* Exercise objective *
Pull out each line of the records below that contains the string "blue" and copy it in full. Case counts.

+++ Listing +++

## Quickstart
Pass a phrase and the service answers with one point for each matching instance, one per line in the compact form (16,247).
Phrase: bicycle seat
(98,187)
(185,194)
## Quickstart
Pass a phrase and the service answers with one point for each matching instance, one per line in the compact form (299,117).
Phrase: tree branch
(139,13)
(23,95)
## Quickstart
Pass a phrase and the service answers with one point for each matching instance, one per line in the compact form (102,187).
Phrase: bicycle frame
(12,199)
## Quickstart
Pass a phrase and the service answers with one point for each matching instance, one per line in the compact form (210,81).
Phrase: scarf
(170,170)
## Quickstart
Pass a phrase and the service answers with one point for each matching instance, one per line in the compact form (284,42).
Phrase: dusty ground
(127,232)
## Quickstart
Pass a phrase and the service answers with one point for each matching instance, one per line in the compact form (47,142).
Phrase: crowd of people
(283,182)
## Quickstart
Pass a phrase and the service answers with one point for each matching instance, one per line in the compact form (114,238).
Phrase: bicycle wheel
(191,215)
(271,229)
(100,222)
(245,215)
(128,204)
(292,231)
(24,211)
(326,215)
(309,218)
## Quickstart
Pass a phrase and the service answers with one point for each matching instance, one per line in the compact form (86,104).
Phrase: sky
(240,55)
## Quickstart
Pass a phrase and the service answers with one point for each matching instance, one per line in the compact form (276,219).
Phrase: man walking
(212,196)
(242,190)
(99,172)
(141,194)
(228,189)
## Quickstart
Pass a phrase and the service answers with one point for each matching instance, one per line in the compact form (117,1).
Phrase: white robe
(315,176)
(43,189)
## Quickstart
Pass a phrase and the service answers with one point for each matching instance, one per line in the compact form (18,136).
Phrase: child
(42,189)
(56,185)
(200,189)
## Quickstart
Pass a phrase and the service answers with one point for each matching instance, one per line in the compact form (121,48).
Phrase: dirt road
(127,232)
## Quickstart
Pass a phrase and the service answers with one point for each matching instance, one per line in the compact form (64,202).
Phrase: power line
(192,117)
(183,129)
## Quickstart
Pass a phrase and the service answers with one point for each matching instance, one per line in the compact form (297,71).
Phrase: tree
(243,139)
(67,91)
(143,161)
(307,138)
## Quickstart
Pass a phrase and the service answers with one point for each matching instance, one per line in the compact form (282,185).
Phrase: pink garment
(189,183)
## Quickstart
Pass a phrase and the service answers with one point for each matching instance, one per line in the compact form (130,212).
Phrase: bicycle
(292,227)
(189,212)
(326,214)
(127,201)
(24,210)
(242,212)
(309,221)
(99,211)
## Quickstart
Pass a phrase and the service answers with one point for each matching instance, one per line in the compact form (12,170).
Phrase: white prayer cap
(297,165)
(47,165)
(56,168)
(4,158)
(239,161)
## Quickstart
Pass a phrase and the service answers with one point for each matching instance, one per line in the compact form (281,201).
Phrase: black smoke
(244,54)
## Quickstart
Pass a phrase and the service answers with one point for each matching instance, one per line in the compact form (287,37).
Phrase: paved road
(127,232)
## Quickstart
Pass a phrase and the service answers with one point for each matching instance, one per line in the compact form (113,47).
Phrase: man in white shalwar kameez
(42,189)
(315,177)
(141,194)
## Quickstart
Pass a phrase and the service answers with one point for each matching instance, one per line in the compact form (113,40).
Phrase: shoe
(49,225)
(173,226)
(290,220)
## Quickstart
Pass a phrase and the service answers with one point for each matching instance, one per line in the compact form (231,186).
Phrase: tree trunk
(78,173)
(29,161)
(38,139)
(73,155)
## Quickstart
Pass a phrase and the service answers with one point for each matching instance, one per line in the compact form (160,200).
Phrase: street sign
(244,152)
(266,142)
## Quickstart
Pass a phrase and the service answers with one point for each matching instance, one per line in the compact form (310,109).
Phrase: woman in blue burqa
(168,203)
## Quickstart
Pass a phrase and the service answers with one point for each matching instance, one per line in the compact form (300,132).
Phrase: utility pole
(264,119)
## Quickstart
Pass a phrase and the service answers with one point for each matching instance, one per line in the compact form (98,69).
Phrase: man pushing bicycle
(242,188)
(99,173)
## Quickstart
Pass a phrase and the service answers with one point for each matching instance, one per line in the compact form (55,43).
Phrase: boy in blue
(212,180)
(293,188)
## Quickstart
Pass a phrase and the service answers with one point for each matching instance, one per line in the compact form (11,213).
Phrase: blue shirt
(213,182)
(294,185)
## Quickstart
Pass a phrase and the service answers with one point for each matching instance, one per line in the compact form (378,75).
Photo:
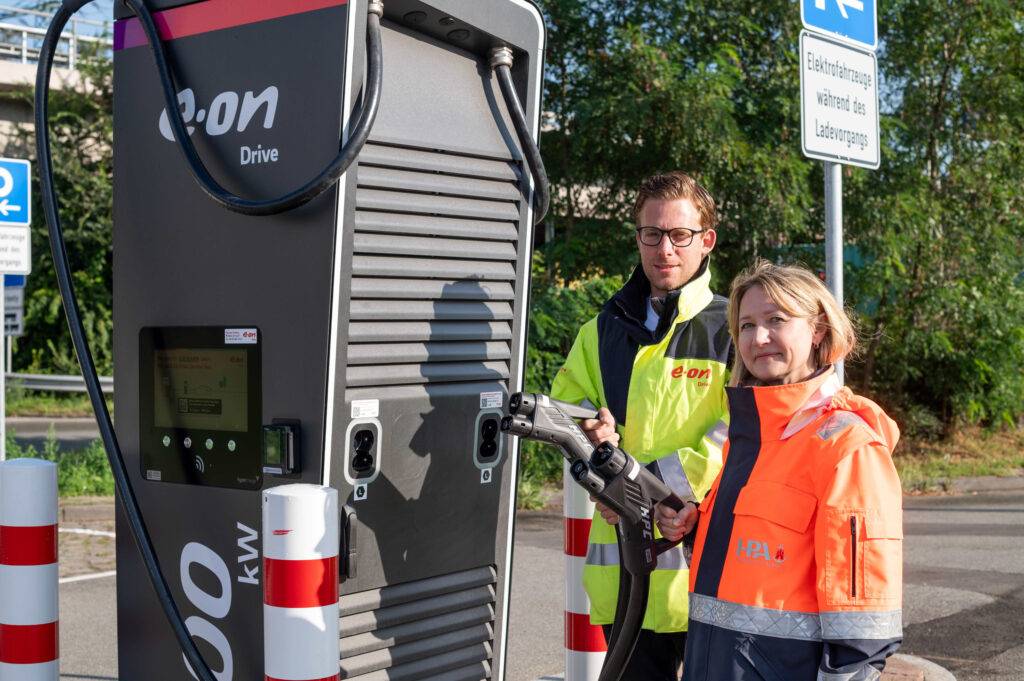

+++

* Complete output *
Phrase: woman in blue burqa
Phrase: boy in blue
Phrase: blue shirt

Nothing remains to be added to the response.